_PROBLEM TO SOLVE_. Find the number of lines below in which the word "soil" appears, and write that number only.

_RECORDS FOR THIS EXERCISE_.
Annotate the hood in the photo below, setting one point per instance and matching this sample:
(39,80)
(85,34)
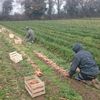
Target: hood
(77,47)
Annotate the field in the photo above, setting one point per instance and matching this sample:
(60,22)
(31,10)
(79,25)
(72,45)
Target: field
(54,39)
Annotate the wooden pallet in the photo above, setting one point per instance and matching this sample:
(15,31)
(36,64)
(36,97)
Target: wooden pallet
(34,86)
(15,57)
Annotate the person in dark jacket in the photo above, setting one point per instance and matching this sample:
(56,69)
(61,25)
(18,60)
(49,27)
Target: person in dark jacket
(30,36)
(83,60)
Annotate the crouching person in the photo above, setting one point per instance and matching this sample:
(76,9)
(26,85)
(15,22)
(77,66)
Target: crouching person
(84,62)
(30,35)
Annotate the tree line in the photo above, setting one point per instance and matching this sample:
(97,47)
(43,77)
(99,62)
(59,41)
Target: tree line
(52,9)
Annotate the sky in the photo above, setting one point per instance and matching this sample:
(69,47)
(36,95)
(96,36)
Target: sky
(17,8)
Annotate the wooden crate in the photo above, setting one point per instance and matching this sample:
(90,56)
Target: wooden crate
(15,57)
(18,40)
(11,35)
(34,86)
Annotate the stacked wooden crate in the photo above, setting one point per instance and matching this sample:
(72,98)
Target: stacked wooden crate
(34,86)
(15,57)
(18,40)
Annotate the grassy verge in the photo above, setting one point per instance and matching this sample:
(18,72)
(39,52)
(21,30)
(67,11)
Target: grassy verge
(11,75)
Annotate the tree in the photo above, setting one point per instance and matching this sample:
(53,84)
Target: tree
(50,8)
(34,8)
(7,7)
(72,7)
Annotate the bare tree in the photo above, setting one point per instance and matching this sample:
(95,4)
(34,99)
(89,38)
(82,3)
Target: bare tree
(34,8)
(7,7)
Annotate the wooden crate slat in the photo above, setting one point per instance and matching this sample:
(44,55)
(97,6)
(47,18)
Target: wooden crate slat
(15,57)
(35,94)
(35,89)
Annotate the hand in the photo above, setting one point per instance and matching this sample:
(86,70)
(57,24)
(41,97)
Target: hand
(67,74)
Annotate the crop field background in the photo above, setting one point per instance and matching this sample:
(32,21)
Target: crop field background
(58,37)
(54,39)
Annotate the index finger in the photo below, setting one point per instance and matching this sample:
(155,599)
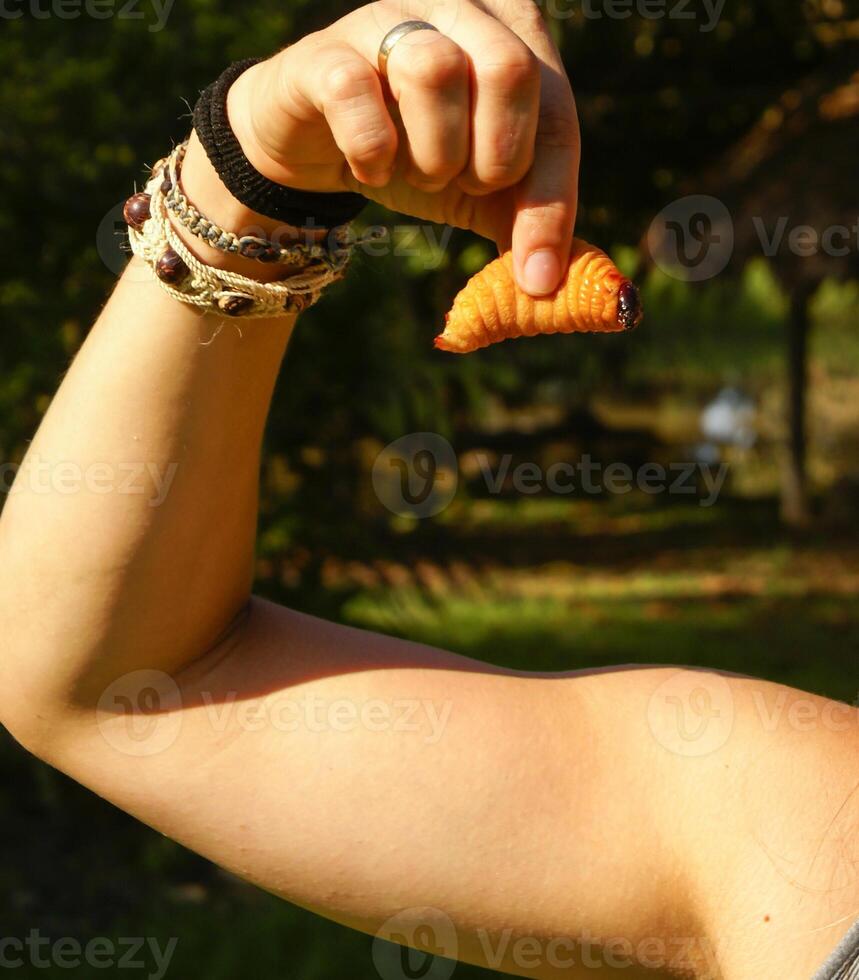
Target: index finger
(546,201)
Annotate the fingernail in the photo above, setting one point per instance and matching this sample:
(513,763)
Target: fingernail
(541,272)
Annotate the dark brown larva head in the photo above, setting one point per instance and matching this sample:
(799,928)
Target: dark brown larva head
(629,312)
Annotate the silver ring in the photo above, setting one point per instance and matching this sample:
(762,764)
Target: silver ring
(396,34)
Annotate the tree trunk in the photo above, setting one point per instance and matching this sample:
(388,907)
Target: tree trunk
(795,503)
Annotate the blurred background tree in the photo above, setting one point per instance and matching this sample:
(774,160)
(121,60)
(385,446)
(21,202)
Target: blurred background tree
(670,106)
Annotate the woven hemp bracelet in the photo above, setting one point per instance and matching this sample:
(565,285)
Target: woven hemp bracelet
(184,277)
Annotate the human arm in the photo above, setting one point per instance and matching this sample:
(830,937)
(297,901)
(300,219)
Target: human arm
(545,806)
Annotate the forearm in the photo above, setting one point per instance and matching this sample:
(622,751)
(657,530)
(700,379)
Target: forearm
(127,539)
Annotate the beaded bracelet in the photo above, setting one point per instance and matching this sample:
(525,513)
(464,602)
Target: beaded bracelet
(184,277)
(259,249)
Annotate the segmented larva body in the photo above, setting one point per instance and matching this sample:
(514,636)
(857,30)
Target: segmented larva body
(594,297)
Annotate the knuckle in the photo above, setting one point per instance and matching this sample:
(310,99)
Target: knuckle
(369,146)
(558,126)
(548,213)
(437,65)
(525,19)
(509,65)
(347,80)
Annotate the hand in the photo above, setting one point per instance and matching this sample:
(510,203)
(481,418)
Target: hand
(475,127)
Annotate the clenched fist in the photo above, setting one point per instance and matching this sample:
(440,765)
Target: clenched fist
(475,125)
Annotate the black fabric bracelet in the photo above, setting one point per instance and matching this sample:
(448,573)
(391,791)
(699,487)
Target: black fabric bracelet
(299,208)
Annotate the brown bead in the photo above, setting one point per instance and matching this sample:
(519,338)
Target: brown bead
(136,211)
(170,268)
(233,305)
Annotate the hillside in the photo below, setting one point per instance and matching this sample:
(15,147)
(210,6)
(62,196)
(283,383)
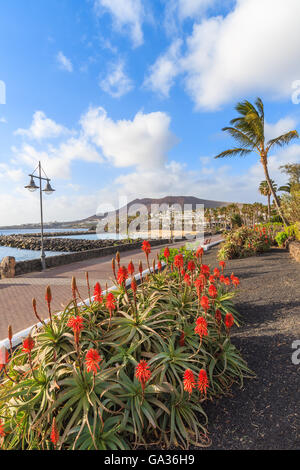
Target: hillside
(169,200)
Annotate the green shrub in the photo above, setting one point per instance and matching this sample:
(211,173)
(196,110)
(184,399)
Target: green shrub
(90,389)
(187,253)
(246,241)
(281,238)
(288,233)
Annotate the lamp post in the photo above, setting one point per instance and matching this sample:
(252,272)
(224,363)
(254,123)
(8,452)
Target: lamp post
(48,190)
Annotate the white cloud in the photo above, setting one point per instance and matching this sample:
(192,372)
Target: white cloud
(177,11)
(163,72)
(128,16)
(116,83)
(243,53)
(193,8)
(9,173)
(42,128)
(64,62)
(57,160)
(21,206)
(143,142)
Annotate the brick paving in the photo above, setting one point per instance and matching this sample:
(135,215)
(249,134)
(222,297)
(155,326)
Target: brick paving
(16,294)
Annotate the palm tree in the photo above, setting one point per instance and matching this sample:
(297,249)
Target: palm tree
(248,129)
(286,188)
(264,189)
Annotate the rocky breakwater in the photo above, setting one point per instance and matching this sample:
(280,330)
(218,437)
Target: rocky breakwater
(58,244)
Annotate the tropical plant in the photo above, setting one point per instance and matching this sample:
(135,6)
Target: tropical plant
(248,129)
(246,241)
(264,189)
(133,367)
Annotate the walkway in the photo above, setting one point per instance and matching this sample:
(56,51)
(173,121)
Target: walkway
(16,294)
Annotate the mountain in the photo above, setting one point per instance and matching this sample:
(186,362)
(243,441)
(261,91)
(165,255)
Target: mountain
(168,200)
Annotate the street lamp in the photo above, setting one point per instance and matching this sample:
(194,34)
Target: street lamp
(48,190)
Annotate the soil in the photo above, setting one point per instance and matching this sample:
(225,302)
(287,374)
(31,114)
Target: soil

_EXERCISE ANSWER_. 2